SHORT EXERCISE:
Copy the records below verbatim, beginning at the line that contains "red sign in the photo above." and continuing through the end of the records.
^^^^^^^^^^^^^^^^
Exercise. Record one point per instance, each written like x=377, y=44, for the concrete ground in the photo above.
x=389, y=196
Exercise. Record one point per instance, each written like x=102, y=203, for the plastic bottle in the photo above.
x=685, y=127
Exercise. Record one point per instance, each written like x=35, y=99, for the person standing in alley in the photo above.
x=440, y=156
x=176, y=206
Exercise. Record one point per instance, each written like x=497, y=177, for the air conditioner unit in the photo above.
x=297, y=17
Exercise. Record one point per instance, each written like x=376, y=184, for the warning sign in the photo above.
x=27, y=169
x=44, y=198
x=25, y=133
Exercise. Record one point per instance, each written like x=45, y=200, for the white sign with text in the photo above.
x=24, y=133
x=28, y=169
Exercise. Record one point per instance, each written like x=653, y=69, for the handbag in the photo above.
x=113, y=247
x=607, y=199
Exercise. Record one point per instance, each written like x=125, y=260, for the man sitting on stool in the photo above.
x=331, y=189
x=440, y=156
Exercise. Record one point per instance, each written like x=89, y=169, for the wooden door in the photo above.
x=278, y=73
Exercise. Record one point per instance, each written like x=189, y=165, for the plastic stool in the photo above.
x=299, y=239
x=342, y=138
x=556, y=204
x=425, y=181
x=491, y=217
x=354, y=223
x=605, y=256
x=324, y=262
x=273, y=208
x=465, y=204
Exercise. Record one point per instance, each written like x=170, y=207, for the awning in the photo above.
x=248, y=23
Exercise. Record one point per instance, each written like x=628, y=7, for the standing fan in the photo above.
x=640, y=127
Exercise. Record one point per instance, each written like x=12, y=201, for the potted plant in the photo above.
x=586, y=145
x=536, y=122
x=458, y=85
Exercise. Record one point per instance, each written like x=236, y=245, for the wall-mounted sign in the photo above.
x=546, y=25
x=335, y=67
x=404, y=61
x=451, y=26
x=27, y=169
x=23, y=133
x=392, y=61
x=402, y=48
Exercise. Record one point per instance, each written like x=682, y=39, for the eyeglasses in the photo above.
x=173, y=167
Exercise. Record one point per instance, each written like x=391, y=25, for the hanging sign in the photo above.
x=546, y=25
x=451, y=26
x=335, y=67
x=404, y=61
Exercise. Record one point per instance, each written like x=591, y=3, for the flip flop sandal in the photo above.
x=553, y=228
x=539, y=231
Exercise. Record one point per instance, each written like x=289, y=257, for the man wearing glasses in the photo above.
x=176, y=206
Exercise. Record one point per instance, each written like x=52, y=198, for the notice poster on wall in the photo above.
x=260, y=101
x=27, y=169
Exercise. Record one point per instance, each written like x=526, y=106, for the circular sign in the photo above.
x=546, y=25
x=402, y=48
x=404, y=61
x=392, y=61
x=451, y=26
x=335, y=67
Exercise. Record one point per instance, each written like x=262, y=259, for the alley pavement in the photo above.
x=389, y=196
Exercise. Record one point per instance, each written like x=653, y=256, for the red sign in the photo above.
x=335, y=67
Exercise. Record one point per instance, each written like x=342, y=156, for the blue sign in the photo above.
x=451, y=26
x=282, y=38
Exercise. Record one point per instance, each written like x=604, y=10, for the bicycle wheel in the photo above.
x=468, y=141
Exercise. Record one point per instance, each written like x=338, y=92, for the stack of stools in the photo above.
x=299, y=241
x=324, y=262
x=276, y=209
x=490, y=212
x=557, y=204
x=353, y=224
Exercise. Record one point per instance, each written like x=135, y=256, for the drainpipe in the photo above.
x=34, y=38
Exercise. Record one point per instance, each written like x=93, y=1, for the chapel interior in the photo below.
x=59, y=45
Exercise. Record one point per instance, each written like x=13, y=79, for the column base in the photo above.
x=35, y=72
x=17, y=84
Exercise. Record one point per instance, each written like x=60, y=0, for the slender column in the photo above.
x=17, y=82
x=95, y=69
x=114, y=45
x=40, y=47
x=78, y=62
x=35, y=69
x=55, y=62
^^^^^^^^^^^^^^^^
ANSWER IN FULL:
Exercise. Record one point per instance, each written like x=653, y=256, for the red sign in the photo above.
x=335, y=67
Exercise. Record one point per instance, each written like x=342, y=156, for the blue sign in the photo above.
x=451, y=26
x=282, y=38
Exercise. Record one point per instance, each written like x=604, y=10, for the bicycle wheel in the photo above.
x=468, y=141
Exercise. Record one point per instance, each written like x=338, y=92, for the stack of stools in the photo above.
x=299, y=241
x=324, y=262
x=276, y=209
x=490, y=212
x=557, y=204
x=353, y=224
Exercise. Record one point per instance, each written like x=135, y=256, for the drainpipe in the photo above.
x=34, y=38
Exercise. Record one point per instance, each written like x=93, y=1, for the chapel interior in the photo below.
x=59, y=45
Exercise. Record one point per instance, each written like x=13, y=79, for the column base in the photo above.
x=35, y=72
x=17, y=84
Exercise. Record one point per instance, each written like x=60, y=0, for the slender column in the photo above.
x=17, y=82
x=95, y=69
x=114, y=45
x=40, y=47
x=78, y=62
x=35, y=69
x=55, y=62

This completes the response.